Yet it too often happens that sorrow, thus lawfully entering, gains such a firm possession of the mind, that it is not afterwards to be ejected; the mournful ideas, first violently impressed and afterwards willingly received, so much engross the attention, as to predominate in every thought, to darken gaiety, and perplex ratiocination. An habitual sadness seizes upon the soul, and the faculties are chained to a single object, which can never be contemplated but with hopeless uneasiness.

From this state of dejection it is very difficult to rise to cheerfulness and alacrity; and therefore many who have laid down rules of intellectual health, think preservatives easier than remedies, and teach us not to trust ourselves with favourite enjoyments, not to indulge the luxury of fondness, but to keep our minds always suspended in such indifference, that we may change the objects about us without emotion.

* Given data:
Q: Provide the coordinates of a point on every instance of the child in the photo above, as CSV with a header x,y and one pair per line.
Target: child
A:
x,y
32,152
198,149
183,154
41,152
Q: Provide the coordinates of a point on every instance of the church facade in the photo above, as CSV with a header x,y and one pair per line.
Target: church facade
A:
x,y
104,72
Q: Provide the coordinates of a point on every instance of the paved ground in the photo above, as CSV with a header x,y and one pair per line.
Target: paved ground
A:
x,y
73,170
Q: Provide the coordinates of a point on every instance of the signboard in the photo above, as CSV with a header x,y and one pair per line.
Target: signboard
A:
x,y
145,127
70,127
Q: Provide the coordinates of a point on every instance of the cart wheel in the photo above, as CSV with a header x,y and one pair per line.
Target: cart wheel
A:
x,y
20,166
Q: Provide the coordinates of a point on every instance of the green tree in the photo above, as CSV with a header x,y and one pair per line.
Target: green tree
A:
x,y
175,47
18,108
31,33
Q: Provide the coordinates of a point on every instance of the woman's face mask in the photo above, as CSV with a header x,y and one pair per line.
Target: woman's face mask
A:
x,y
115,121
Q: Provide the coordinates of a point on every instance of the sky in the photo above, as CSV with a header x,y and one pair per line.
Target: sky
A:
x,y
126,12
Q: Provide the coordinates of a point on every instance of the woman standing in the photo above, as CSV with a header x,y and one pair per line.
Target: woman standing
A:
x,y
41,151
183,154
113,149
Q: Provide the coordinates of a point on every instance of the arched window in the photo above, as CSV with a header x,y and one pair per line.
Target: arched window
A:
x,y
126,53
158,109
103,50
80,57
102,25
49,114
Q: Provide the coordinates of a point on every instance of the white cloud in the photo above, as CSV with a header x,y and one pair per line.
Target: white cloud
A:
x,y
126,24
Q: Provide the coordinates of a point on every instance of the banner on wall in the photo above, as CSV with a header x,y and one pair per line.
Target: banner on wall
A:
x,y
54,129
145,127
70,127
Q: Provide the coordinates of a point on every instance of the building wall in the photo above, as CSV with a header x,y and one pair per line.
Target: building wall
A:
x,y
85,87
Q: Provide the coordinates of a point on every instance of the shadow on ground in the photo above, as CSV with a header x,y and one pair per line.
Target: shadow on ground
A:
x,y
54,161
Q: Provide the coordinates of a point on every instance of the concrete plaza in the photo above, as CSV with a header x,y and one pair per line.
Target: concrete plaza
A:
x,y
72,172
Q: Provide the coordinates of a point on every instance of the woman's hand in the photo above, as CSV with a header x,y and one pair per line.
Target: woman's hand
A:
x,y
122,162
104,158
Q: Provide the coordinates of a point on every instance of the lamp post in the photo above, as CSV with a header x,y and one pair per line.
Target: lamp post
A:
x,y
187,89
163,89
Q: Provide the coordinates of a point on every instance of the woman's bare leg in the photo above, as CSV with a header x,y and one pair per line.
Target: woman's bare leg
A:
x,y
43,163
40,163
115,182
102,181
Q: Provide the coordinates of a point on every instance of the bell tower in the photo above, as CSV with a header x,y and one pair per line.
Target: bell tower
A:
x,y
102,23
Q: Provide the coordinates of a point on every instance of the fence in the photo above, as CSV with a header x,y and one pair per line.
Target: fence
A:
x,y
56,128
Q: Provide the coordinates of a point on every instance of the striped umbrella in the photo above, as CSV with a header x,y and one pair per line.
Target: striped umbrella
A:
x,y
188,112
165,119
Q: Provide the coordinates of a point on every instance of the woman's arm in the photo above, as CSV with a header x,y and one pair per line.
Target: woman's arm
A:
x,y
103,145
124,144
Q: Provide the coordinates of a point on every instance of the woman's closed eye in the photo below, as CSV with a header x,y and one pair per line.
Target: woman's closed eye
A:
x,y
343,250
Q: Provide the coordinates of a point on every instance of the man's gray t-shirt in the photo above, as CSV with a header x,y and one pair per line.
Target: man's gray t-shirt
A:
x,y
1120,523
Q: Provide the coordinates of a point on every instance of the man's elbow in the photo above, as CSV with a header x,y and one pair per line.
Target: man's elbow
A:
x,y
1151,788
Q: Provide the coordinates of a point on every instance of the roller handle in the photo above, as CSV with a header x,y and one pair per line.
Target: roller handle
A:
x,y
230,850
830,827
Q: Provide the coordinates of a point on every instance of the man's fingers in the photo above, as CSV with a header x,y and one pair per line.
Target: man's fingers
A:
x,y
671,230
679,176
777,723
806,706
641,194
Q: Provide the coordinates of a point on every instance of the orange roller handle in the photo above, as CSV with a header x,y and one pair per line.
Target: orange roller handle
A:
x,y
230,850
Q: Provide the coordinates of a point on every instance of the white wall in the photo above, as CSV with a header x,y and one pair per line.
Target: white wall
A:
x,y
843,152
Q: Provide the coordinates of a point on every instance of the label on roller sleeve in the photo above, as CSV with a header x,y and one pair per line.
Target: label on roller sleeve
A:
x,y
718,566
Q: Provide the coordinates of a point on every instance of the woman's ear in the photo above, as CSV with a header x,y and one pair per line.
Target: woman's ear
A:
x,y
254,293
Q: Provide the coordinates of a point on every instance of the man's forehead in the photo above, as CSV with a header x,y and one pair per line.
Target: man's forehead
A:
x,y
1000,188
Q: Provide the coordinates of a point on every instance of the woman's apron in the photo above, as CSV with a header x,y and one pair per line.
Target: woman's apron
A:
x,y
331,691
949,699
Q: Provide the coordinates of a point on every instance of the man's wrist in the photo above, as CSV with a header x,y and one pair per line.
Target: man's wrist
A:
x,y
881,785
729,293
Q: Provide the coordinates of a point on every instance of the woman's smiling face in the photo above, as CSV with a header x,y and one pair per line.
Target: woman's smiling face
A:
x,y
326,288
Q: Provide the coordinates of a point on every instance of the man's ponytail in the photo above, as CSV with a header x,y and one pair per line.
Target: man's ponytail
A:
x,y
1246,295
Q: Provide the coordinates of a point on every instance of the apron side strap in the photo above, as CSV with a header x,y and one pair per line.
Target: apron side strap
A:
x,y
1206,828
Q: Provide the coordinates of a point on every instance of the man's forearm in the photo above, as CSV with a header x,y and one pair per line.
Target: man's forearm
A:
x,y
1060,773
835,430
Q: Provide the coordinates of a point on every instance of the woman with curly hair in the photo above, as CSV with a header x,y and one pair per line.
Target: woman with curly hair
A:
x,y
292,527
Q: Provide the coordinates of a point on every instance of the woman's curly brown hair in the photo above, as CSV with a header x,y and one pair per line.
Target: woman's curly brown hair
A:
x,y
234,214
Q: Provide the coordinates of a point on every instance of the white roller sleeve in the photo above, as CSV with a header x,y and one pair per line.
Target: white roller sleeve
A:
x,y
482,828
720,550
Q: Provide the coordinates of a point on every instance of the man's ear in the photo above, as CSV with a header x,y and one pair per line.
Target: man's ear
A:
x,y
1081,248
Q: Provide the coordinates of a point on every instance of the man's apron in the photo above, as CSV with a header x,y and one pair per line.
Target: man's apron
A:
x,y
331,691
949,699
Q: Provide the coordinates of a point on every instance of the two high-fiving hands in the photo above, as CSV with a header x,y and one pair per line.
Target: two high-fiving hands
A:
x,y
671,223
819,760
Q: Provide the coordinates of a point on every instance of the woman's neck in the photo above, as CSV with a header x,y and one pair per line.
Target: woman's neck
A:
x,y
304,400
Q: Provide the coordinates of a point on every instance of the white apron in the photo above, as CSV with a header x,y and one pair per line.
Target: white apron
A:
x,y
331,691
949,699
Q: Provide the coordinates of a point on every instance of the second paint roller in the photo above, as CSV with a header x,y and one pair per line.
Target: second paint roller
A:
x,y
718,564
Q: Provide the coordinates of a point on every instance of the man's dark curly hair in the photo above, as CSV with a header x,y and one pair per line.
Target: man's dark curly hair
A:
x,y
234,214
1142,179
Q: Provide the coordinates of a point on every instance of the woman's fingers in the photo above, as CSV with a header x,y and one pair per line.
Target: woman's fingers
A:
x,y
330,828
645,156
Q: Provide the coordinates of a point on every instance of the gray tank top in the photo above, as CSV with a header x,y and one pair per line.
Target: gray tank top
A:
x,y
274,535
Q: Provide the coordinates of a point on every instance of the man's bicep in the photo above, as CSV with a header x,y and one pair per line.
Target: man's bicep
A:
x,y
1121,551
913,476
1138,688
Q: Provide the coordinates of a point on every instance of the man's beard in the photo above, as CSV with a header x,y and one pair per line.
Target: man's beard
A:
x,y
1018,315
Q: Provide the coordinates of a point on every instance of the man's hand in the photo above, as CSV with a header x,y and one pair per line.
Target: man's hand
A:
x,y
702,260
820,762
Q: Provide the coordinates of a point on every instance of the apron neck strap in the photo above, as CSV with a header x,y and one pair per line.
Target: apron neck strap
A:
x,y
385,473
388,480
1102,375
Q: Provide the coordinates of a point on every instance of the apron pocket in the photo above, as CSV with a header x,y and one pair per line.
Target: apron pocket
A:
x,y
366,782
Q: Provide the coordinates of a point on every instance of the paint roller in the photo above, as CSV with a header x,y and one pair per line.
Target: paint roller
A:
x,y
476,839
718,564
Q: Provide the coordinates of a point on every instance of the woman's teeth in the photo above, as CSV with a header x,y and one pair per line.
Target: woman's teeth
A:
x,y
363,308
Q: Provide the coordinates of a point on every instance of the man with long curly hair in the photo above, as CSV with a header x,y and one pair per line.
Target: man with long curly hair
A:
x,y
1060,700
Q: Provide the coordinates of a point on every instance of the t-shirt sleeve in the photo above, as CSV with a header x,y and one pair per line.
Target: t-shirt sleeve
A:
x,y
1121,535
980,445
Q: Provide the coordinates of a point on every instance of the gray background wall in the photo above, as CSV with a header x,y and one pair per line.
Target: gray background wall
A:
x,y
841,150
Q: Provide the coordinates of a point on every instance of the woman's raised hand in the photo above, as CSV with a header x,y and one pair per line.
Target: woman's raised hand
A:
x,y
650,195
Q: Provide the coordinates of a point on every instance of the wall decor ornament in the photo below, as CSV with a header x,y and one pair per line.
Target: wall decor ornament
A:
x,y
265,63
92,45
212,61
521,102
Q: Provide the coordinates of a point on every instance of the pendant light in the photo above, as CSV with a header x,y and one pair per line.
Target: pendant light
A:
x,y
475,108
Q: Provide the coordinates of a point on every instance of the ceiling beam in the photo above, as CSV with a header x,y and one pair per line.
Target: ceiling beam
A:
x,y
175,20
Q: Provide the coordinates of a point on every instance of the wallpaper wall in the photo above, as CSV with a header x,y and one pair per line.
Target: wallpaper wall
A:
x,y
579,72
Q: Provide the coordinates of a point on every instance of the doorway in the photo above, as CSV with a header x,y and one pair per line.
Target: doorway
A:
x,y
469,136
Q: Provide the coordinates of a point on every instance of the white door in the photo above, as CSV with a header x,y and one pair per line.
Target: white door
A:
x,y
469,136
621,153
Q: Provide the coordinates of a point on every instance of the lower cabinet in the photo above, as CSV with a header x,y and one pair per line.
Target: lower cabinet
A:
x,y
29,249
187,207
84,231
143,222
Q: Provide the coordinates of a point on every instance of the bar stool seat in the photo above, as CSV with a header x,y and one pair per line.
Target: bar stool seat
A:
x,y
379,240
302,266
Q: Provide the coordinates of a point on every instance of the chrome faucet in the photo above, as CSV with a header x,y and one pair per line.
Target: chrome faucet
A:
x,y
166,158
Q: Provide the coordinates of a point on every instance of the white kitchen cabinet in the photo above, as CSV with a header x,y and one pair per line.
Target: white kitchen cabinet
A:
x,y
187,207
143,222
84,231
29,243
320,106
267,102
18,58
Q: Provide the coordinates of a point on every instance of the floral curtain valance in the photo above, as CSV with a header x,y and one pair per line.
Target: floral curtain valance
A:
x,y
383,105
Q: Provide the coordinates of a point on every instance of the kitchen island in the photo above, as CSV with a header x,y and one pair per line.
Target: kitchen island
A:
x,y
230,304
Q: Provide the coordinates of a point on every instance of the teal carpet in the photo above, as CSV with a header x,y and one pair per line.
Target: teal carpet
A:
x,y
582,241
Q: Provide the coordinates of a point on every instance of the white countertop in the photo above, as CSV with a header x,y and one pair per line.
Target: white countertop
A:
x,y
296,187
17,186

* Work instruction A: In the passage on sorrow, what do many who have laid down rules of intellectual health consider easier than remedies?
* Work instruction B: Shorten the paragraph of the passage on sorrow that begins "Yet it too often happens", keeping its main facts.
Nothing in the items is needed for the work on the passage on sorrow.

* Solution A: Preservatives.

* Solution B: Sorrow that enters lawfully often takes such firm hold of the mind that it cannot later be driven out. Its mournful ideas, first forced on the mind and then willingly accepted, come to dominate every thought, darkening gaiety and confusing reasoning. A habitual sadness takes over the soul and binds the faculties to one object, which can only be contemplated with hopeless uneasiness.